• RECORDS TO USE:
^^^^^^^^^^^^^^^^

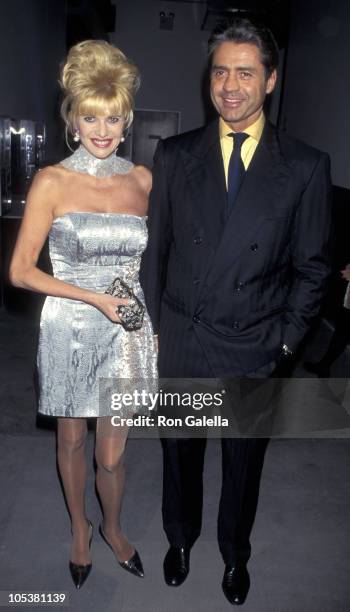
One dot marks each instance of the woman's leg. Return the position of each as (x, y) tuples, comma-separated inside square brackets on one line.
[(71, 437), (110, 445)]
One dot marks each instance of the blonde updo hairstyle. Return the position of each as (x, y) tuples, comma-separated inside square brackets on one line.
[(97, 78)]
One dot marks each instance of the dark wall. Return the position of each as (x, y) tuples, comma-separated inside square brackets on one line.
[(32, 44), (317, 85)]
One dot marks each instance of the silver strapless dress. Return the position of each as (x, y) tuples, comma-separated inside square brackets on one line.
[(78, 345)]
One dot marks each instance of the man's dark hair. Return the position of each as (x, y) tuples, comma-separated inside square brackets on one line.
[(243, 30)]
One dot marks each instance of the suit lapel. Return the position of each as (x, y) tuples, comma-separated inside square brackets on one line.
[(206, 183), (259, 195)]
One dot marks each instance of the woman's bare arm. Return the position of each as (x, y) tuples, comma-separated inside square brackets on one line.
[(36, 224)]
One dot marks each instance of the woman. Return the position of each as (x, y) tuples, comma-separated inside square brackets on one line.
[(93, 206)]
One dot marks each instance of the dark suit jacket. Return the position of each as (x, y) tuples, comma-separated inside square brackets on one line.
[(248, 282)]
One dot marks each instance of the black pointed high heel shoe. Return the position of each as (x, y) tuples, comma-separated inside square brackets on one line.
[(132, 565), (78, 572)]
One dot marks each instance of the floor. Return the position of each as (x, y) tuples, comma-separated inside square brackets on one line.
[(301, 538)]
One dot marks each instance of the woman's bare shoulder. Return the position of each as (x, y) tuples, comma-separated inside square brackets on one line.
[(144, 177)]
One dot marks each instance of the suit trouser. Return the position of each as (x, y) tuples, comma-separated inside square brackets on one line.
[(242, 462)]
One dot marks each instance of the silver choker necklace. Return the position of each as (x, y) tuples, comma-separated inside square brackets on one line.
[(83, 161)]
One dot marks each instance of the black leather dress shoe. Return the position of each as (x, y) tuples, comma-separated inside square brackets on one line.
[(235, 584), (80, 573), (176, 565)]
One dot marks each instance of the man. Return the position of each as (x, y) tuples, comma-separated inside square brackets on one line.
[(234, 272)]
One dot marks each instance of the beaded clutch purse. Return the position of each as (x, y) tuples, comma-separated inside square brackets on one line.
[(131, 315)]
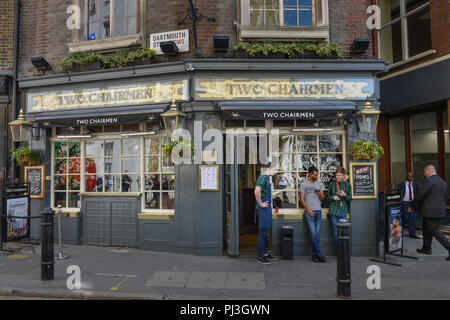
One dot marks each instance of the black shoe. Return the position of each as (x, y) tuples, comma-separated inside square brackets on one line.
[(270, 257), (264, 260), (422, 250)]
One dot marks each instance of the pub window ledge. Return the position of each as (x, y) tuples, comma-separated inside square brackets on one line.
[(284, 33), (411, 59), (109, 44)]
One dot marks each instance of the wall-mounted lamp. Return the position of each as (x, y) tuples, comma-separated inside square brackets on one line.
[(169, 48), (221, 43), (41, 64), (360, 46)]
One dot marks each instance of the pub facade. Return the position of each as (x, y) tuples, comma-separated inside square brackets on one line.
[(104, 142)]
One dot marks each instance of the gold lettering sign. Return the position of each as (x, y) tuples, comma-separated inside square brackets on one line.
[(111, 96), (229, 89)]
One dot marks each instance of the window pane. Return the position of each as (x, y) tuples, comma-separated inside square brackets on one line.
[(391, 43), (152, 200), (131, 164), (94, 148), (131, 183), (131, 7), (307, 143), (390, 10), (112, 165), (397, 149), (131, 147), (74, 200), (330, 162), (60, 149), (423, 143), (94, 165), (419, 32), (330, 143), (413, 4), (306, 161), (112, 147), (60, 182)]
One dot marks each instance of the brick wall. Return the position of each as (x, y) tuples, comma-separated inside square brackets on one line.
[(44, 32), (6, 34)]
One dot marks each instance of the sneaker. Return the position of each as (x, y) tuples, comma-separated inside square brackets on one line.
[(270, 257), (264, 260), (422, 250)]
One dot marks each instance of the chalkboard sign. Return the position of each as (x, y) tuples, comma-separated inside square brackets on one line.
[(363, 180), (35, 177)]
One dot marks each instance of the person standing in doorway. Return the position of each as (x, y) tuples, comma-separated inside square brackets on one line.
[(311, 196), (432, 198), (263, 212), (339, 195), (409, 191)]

^^^^^^^^^^^^^^^^

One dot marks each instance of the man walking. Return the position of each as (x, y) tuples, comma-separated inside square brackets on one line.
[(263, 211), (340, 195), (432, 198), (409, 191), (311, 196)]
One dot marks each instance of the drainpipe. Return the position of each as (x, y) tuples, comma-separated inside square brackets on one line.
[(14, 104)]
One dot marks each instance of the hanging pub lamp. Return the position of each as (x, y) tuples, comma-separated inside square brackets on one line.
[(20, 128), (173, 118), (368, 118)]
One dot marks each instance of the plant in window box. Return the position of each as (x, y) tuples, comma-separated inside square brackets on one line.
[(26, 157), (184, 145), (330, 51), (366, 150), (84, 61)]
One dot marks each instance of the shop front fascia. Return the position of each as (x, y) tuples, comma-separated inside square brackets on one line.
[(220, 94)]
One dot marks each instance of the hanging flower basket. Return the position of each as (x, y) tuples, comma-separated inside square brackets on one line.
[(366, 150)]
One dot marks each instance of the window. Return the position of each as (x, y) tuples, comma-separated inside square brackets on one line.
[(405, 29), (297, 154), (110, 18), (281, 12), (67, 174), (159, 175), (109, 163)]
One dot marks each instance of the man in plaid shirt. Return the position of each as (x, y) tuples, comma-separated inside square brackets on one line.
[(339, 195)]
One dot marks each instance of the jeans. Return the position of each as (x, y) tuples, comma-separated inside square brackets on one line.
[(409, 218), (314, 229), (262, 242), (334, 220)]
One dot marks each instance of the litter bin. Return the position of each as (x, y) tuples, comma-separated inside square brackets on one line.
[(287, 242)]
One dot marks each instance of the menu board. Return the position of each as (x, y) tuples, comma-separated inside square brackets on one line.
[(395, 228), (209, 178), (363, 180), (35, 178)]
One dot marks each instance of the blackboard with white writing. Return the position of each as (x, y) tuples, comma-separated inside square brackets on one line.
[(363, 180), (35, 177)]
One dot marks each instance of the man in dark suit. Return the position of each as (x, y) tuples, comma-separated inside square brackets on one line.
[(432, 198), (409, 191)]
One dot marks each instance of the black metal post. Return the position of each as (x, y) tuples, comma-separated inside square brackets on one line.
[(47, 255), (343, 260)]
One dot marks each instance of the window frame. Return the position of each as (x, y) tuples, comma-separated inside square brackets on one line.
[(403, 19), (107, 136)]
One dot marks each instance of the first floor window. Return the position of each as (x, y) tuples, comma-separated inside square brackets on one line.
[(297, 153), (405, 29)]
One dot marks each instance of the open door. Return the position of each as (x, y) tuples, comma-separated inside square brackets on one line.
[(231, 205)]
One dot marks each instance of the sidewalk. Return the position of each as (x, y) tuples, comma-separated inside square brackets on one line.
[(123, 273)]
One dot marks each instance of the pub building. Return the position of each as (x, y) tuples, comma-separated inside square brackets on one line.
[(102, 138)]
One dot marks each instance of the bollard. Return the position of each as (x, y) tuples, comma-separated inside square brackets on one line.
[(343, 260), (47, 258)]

^^^^^^^^^^^^^^^^

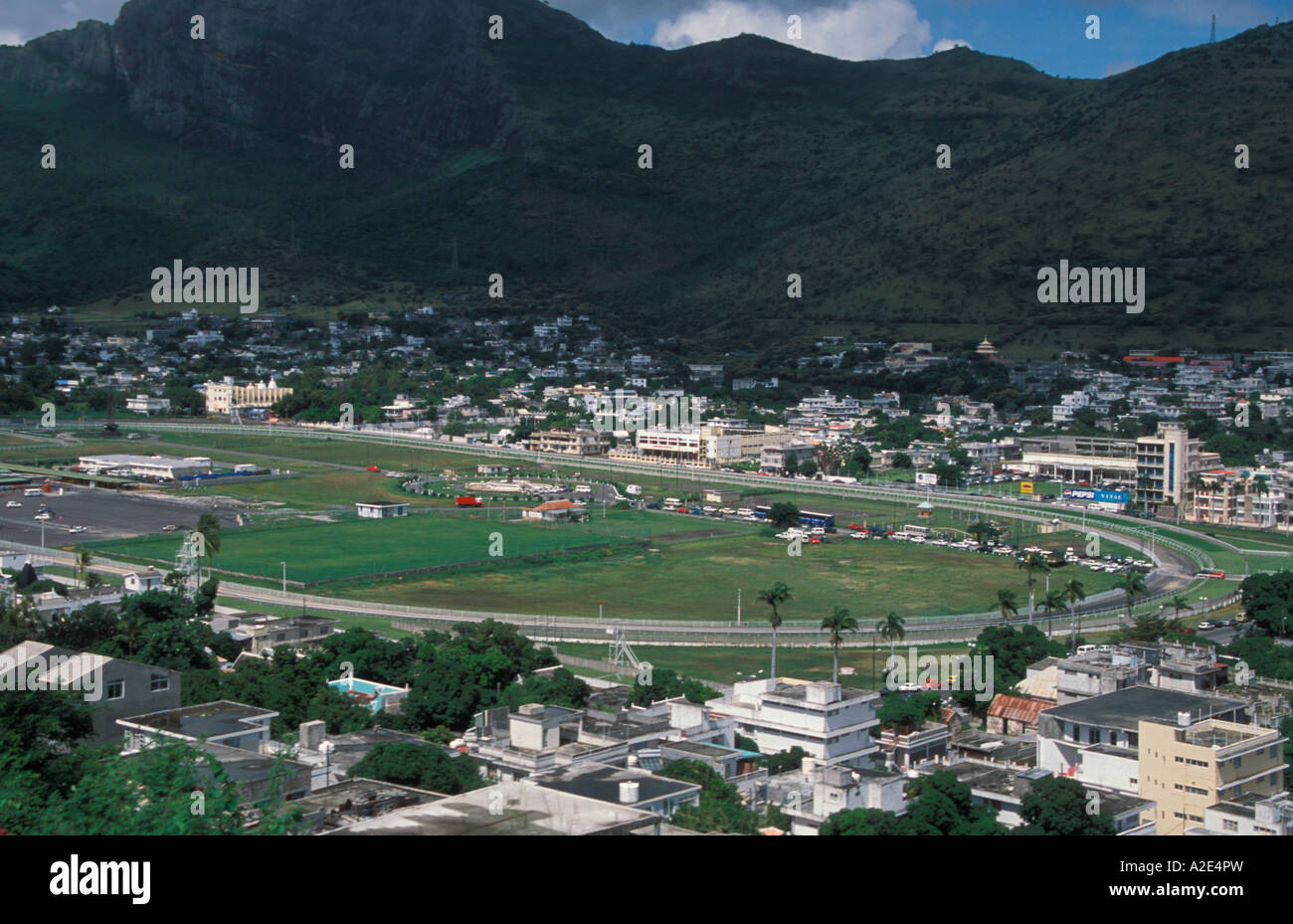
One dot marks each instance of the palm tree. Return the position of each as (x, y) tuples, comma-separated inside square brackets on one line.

^^^^^^^^^^^^^^^^

• TASK INSTRUCTIONS: Please rewrite the lines between the one holding "One dot marks each instance of the blackboard" and the one holding "[(102, 138)]", inclusive, swapping every "tuples" for "pairs" and leaving all else unchanged.

• COMPLETE OUTPUT:
One dot marks each instance of the blackboard with white writing. Return the position of each as (x, y) pairs, comma-separated inside square brackets on one line.
[(363, 180), (35, 177)]
One dot marks each instance of the man in dark suit. Return the position of each as (x, y) pairs, comma-separated inside square brackets on one line.
[(432, 198), (409, 191)]
One dot marks each instance of the black metal post. Return the position of each as (x, y) pairs, comma-separated inside square brackets on one line.
[(47, 255), (343, 260)]
One dot marks each instance of the window frame. Return the position of each as (x, y) pairs, comma-separated inside square brackets on one line.
[(403, 19), (107, 136)]
One dot marks each instance of the first floor window. Return the position of each as (x, y) pairs, comma-separated inside square brackets on one line.
[(297, 153), (405, 29)]
One dot marks each instance of the open door. Return the position of each as (x, y) pairs, comma-separated inside square brackets on one line.
[(231, 205)]
One dot marks each instance of the sidewalk. Return the position of each as (x, y) pairs, comma-separated inside square brackets on one line.
[(123, 273)]
One dot marks each instance of the pub building. Return the position of each as (x, y) pairs, comma-separated inside square brackets on one line.
[(102, 138)]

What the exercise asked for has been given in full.